## OBJECTIVE
Reproduce the lines of the records below verbatim, omitting the pictures.

Image records on named regions
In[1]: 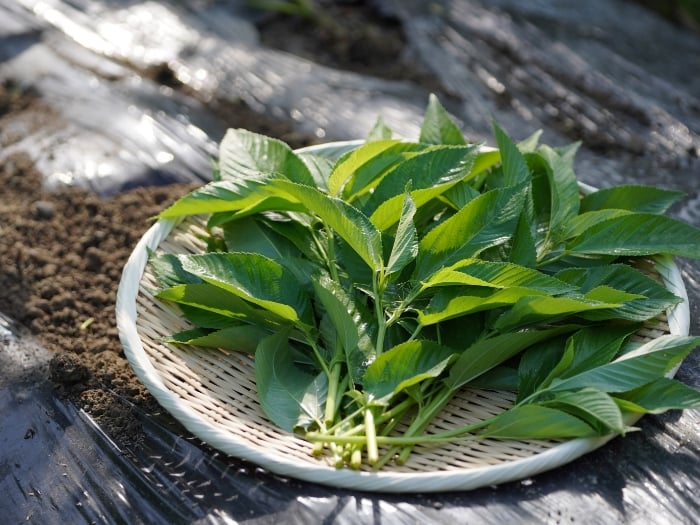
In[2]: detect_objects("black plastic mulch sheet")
[0,0,700,524]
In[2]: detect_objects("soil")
[0,2,410,450]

## EXERCISE SOLUTION
In[1]: 
In[2]: detect_objects("black plastic mulch sheet")
[0,0,700,524]
In[2]: detect_objects("soil")
[0,2,410,450]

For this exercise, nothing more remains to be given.